■ WORK INSTRUCTIONS ■
Of the records that follow, copy only the lines from the line containing "box: [866, 183, 951, 257]" to the line containing "212L895 228L866 240L884", both included, exactly as written.

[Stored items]
━━━━━━━━

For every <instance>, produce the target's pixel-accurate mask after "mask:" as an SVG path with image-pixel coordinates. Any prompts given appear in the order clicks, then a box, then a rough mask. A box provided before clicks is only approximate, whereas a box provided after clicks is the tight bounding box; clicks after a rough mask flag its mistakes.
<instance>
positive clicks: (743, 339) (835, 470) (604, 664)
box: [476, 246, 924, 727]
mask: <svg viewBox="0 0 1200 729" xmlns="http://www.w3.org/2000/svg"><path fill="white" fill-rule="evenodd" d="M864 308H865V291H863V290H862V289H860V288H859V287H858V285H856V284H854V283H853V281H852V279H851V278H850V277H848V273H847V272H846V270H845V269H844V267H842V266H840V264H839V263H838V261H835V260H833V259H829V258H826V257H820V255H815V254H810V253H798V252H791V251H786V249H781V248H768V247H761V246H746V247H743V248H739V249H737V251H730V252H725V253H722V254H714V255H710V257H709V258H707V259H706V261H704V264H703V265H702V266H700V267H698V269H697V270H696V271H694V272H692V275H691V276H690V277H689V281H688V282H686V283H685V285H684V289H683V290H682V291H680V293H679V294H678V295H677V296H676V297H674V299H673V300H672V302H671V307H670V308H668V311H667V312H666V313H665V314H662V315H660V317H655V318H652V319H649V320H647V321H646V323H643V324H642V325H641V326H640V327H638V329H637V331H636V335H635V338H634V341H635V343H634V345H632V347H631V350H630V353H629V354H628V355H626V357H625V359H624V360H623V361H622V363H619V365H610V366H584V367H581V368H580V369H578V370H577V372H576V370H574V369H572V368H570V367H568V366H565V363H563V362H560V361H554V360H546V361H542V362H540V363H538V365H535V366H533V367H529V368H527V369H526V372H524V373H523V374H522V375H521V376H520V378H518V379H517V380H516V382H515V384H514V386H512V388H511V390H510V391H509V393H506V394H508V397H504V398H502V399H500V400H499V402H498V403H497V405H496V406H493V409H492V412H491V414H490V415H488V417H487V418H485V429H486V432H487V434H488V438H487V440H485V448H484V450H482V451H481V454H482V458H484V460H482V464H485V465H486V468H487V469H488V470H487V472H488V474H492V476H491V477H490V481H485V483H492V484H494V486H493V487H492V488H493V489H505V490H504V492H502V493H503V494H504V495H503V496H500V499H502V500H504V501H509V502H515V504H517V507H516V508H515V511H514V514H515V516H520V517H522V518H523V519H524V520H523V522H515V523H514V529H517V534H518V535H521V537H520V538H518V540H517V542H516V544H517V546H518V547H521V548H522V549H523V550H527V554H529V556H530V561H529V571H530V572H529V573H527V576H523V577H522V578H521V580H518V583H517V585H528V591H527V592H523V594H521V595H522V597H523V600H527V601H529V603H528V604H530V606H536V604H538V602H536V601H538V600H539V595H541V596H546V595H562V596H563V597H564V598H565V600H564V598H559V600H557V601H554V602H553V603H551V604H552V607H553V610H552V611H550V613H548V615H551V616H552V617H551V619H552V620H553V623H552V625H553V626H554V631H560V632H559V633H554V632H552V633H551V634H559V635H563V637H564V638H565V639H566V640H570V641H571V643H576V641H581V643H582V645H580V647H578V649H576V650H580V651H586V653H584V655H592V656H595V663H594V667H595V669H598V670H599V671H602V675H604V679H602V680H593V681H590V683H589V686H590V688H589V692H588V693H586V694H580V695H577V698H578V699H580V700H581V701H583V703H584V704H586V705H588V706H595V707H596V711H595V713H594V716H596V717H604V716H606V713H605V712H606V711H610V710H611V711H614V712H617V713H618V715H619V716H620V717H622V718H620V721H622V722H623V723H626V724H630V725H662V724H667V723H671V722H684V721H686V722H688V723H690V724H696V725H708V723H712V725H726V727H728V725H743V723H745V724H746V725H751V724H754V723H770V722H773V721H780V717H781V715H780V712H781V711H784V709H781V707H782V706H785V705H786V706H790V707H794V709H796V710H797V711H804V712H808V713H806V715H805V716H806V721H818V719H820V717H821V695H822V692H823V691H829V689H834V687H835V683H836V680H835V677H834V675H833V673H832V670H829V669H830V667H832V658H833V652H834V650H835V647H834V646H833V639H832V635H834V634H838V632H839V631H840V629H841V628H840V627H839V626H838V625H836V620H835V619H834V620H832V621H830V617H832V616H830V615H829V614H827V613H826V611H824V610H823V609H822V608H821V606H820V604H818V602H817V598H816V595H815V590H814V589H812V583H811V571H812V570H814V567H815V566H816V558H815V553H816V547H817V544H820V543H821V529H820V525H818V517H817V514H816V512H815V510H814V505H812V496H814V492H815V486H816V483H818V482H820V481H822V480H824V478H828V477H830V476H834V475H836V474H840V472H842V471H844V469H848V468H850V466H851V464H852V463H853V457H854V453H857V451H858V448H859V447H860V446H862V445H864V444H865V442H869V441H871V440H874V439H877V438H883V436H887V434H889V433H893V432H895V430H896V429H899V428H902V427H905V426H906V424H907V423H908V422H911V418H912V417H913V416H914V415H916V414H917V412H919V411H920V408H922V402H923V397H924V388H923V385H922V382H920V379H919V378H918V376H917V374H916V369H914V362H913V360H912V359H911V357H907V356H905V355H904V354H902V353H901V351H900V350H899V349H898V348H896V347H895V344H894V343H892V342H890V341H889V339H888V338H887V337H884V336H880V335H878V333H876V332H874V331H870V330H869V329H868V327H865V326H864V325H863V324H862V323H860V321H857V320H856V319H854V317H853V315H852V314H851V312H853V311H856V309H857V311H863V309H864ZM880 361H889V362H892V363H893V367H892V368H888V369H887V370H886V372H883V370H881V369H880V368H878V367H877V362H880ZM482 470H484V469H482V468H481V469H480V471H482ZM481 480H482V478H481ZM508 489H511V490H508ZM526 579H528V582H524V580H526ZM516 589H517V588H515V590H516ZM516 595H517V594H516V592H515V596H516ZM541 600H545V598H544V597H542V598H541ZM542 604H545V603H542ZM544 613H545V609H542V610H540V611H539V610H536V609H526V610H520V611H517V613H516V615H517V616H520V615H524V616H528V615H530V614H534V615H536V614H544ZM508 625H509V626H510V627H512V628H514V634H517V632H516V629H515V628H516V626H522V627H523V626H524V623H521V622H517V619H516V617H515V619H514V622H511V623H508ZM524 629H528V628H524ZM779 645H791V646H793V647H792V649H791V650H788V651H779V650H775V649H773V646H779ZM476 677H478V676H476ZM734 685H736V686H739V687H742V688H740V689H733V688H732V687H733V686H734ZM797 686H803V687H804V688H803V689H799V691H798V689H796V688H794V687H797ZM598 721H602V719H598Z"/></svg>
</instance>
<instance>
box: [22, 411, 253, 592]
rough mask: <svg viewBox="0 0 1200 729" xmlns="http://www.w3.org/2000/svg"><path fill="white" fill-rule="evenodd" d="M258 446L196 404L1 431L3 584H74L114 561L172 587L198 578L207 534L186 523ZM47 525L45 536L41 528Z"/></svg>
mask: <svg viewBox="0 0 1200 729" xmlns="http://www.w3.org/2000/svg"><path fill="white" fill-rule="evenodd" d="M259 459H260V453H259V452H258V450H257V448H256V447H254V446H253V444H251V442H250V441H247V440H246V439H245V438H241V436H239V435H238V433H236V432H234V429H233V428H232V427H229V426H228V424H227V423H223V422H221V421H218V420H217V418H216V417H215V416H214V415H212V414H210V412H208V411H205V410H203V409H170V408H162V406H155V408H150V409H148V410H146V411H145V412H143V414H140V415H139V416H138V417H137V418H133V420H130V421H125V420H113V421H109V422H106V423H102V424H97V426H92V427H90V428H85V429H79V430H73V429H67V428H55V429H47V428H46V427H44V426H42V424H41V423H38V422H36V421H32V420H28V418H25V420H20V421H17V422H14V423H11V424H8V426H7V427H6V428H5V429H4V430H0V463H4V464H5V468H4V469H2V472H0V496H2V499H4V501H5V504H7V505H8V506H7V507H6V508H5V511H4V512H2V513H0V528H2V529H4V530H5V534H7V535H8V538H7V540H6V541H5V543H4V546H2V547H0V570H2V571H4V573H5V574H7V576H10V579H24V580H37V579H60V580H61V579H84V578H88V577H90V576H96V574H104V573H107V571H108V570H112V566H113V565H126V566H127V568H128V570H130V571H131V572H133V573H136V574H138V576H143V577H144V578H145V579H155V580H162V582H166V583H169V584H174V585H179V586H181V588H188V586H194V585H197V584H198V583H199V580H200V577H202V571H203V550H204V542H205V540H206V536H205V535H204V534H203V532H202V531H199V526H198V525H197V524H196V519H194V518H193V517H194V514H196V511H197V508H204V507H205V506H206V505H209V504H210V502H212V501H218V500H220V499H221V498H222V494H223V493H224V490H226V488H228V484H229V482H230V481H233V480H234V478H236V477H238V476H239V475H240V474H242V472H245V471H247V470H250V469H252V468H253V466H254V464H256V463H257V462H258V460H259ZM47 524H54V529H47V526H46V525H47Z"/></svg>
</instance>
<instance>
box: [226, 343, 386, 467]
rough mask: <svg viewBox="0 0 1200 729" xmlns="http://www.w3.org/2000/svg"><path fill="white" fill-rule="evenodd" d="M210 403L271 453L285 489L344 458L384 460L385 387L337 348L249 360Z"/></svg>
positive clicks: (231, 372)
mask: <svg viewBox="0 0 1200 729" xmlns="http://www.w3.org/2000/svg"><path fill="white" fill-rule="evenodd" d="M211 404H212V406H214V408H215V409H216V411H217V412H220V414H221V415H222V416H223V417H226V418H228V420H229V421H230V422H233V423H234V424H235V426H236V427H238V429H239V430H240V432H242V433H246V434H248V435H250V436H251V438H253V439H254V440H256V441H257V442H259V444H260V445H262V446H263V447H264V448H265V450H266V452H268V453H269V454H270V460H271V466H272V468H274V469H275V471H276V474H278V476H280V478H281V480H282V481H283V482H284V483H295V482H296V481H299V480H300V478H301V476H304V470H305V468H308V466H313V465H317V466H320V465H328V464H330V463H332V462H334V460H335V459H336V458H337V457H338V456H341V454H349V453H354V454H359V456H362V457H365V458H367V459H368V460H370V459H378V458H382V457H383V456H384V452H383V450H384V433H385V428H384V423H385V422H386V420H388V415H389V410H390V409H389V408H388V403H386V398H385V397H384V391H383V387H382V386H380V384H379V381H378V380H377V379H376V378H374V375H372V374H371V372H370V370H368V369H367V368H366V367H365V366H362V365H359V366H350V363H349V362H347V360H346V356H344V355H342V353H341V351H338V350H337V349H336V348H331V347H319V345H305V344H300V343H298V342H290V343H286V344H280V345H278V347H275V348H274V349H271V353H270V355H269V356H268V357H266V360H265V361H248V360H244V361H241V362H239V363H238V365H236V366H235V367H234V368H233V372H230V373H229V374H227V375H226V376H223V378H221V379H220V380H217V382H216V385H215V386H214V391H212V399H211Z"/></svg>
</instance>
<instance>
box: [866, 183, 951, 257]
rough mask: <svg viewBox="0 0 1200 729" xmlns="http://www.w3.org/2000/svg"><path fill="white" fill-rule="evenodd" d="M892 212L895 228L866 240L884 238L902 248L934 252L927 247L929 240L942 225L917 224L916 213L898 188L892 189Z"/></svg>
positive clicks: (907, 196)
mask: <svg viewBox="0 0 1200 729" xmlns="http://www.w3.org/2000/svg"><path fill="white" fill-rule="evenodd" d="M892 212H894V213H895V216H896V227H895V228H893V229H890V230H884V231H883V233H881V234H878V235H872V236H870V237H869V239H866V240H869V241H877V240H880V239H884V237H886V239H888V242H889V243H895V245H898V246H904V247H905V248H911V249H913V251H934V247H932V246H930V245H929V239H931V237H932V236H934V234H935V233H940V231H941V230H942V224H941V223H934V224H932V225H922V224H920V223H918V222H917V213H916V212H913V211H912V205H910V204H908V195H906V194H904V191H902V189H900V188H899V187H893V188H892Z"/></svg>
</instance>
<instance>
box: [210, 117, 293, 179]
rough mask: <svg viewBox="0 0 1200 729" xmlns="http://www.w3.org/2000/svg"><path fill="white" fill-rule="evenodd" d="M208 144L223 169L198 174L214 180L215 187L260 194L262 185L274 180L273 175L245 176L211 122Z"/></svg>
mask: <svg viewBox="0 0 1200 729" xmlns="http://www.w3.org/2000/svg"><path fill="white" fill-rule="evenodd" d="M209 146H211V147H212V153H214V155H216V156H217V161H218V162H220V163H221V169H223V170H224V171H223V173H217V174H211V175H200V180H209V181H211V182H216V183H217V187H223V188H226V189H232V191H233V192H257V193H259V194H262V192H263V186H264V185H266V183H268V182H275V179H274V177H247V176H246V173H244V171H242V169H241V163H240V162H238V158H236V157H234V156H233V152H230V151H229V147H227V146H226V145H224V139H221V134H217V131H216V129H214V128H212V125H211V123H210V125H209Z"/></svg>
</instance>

━━━━━━━━

■ RESPONSE TO THE EXERCISE ■
box: [866, 183, 951, 257]
rough mask: <svg viewBox="0 0 1200 729" xmlns="http://www.w3.org/2000/svg"><path fill="white" fill-rule="evenodd" d="M892 212L895 228L866 240L884 238L902 248L934 252L927 247L929 240L942 225L917 224L916 213L898 188L892 189Z"/></svg>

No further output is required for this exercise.